(Raw data begins)

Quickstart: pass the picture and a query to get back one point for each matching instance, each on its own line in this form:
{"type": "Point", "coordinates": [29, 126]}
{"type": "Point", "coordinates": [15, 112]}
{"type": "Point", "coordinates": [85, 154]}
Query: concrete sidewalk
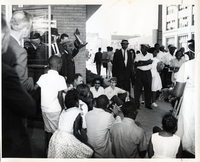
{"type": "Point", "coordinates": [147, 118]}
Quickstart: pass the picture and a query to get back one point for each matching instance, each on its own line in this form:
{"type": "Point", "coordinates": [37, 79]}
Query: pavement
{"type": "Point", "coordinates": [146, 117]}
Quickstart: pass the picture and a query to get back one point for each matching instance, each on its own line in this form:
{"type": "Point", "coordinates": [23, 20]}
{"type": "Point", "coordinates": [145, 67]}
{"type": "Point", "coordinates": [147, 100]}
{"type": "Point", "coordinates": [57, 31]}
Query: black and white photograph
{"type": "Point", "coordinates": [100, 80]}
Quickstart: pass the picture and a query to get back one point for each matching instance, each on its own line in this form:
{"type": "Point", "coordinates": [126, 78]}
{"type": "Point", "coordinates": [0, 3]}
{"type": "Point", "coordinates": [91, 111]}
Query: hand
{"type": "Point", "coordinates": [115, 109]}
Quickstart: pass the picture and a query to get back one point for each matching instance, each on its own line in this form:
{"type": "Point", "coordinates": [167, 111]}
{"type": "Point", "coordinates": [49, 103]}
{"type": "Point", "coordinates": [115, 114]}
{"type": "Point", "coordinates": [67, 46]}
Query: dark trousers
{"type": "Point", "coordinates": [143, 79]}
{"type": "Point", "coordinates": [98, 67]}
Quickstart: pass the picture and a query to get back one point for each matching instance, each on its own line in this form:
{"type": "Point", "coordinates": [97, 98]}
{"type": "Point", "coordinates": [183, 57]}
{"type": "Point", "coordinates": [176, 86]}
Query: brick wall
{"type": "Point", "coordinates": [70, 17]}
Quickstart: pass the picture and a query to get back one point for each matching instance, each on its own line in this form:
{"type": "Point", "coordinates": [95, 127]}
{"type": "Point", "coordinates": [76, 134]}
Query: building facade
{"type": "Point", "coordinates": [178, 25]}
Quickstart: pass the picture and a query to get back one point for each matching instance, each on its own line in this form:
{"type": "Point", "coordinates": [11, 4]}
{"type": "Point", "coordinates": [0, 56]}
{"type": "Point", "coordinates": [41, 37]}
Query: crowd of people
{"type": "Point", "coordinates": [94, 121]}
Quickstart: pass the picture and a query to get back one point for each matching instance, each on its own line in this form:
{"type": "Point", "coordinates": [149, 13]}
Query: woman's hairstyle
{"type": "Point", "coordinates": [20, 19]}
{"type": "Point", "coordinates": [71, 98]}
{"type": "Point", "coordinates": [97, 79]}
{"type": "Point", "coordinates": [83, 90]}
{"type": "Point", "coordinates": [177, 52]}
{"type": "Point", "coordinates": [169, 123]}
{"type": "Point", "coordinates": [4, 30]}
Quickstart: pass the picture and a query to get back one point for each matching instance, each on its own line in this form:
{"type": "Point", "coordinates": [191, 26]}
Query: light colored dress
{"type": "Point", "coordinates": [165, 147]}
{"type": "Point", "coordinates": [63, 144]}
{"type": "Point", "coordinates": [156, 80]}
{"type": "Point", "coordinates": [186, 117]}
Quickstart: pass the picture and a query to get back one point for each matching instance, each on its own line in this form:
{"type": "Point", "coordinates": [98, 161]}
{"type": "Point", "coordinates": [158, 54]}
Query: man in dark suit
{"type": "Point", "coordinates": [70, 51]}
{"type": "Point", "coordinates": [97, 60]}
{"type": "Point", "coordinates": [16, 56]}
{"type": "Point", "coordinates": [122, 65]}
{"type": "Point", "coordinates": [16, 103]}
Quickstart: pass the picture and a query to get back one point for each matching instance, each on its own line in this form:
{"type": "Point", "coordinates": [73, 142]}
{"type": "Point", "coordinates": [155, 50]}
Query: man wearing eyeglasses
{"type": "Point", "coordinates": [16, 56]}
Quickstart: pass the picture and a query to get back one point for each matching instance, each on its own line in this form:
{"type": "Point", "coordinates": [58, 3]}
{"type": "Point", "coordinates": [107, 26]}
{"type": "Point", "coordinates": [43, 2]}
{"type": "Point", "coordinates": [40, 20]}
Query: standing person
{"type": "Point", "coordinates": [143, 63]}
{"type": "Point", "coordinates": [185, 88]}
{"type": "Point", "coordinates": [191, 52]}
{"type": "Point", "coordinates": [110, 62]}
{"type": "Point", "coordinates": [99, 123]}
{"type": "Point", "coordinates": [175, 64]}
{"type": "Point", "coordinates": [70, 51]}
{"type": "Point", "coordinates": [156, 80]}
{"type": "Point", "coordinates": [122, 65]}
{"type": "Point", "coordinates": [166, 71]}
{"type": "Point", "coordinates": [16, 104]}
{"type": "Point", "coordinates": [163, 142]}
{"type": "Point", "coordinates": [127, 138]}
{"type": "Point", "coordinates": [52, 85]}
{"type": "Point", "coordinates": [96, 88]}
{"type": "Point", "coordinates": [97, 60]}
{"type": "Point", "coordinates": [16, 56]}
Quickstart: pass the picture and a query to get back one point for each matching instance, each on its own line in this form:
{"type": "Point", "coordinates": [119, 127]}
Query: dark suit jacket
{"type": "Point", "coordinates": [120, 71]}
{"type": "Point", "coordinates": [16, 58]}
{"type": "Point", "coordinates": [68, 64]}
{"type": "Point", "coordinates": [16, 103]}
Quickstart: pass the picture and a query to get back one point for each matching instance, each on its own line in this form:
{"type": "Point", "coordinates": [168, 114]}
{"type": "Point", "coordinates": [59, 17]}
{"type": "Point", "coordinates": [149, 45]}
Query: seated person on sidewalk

(Raw data ends)

**Try it:**
All lines above must be repeated exactly, and the pictures must be omitted.

**Finished task:**
Quickstart: pass the picture and a query to get back one point for each matching instance, each on its own line in this form:
{"type": "Point", "coordinates": [29, 126]}
{"type": "Point", "coordinates": [15, 112]}
{"type": "Point", "coordinates": [85, 154]}
Query: concrete sidewalk
{"type": "Point", "coordinates": [147, 118]}
Quickstart: pass the picture and a query to get back one point for each matching instance, each on its own line in this form:
{"type": "Point", "coordinates": [37, 79]}
Query: pavement
{"type": "Point", "coordinates": [146, 117]}
Quickstart: pass the picture and a query to get back one point for each matching instance, each on its own line in this form:
{"type": "Point", "coordinates": [23, 20]}
{"type": "Point", "coordinates": [145, 67]}
{"type": "Point", "coordinates": [147, 100]}
{"type": "Point", "coordinates": [57, 31]}
Query: black and white photograph
{"type": "Point", "coordinates": [100, 80]}
Quickstart: pass the picture and a query to get back one point for each matching instance, each on its own line in this form:
{"type": "Point", "coordinates": [126, 78]}
{"type": "Point", "coordinates": [0, 3]}
{"type": "Point", "coordinates": [91, 111]}
Query: hand
{"type": "Point", "coordinates": [115, 109]}
Quickstart: pass the picture and a query to get back one point for each matching instance, each on its own line in this form:
{"type": "Point", "coordinates": [167, 111]}
{"type": "Point", "coordinates": [49, 103]}
{"type": "Point", "coordinates": [115, 114]}
{"type": "Point", "coordinates": [67, 46]}
Query: dark trousers
{"type": "Point", "coordinates": [143, 79]}
{"type": "Point", "coordinates": [98, 67]}
Quickstart: pass the picture and a query to get back one point for each matching instance, each on its own line in this form:
{"type": "Point", "coordinates": [97, 98]}
{"type": "Point", "coordinates": [183, 57]}
{"type": "Point", "coordinates": [176, 86]}
Query: brick wall
{"type": "Point", "coordinates": [70, 17]}
Quickstart: pass the picture and a query to get back one point for each matching instance, each on its own line in this form:
{"type": "Point", "coordinates": [95, 127]}
{"type": "Point", "coordinates": [76, 134]}
Query: building facade
{"type": "Point", "coordinates": [178, 25]}
Quickstart: pass the picture and a query to get back one point for each matching instance, each on its own line in this form:
{"type": "Point", "coordinates": [11, 4]}
{"type": "Point", "coordinates": [0, 56]}
{"type": "Point", "coordinates": [41, 37]}
Query: crowd of people
{"type": "Point", "coordinates": [94, 121]}
Quickstart: pass the picture and a query to get back one point for each matching instance, each on its own line in this form:
{"type": "Point", "coordinates": [149, 13]}
Query: woman's hairstyle
{"type": "Point", "coordinates": [20, 19]}
{"type": "Point", "coordinates": [71, 98]}
{"type": "Point", "coordinates": [97, 79]}
{"type": "Point", "coordinates": [83, 90]}
{"type": "Point", "coordinates": [177, 52]}
{"type": "Point", "coordinates": [169, 123]}
{"type": "Point", "coordinates": [4, 30]}
Quickstart: pass the picture and a query to get back one point for each matching instance, each on its own line in this form:
{"type": "Point", "coordinates": [191, 26]}
Query: light colored dress
{"type": "Point", "coordinates": [165, 147]}
{"type": "Point", "coordinates": [63, 144]}
{"type": "Point", "coordinates": [156, 80]}
{"type": "Point", "coordinates": [186, 117]}
Quickstart: pass the picture and a query to get back one point for each matching instance, each on its own line in this form:
{"type": "Point", "coordinates": [98, 161]}
{"type": "Point", "coordinates": [158, 54]}
Query: man in dark suit
{"type": "Point", "coordinates": [70, 51]}
{"type": "Point", "coordinates": [97, 60]}
{"type": "Point", "coordinates": [16, 56]}
{"type": "Point", "coordinates": [122, 65]}
{"type": "Point", "coordinates": [16, 103]}
Quickstart: pass the picture and a query to get back one point for each matching instance, each on its own line in this form:
{"type": "Point", "coordinates": [73, 142]}
{"type": "Point", "coordinates": [155, 50]}
Query: man wearing eyeglasses
{"type": "Point", "coordinates": [16, 56]}
Quickstart: pass the picture and a query to get back one point for each matching instance, each on its own line in this form:
{"type": "Point", "coordinates": [58, 3]}
{"type": "Point", "coordinates": [107, 26]}
{"type": "Point", "coordinates": [43, 2]}
{"type": "Point", "coordinates": [40, 20]}
Query: standing person
{"type": "Point", "coordinates": [143, 63]}
{"type": "Point", "coordinates": [185, 88]}
{"type": "Point", "coordinates": [191, 52]}
{"type": "Point", "coordinates": [110, 62]}
{"type": "Point", "coordinates": [99, 123]}
{"type": "Point", "coordinates": [175, 64]}
{"type": "Point", "coordinates": [70, 51]}
{"type": "Point", "coordinates": [156, 80]}
{"type": "Point", "coordinates": [122, 65]}
{"type": "Point", "coordinates": [166, 71]}
{"type": "Point", "coordinates": [16, 104]}
{"type": "Point", "coordinates": [163, 142]}
{"type": "Point", "coordinates": [127, 138]}
{"type": "Point", "coordinates": [52, 85]}
{"type": "Point", "coordinates": [96, 88]}
{"type": "Point", "coordinates": [97, 60]}
{"type": "Point", "coordinates": [16, 56]}
Quickstart: pass the picture and a query to get back one point for each matching instance, each on its own line in this form:
{"type": "Point", "coordinates": [119, 127]}
Query: dark suit jacket
{"type": "Point", "coordinates": [120, 71]}
{"type": "Point", "coordinates": [16, 58]}
{"type": "Point", "coordinates": [68, 64]}
{"type": "Point", "coordinates": [16, 103]}
Quickstart: pass the picture and a query to get back one point for each matching instance, each on its own line in this form:
{"type": "Point", "coordinates": [168, 114]}
{"type": "Point", "coordinates": [59, 17]}
{"type": "Point", "coordinates": [149, 45]}
Query: seated person on sidewalk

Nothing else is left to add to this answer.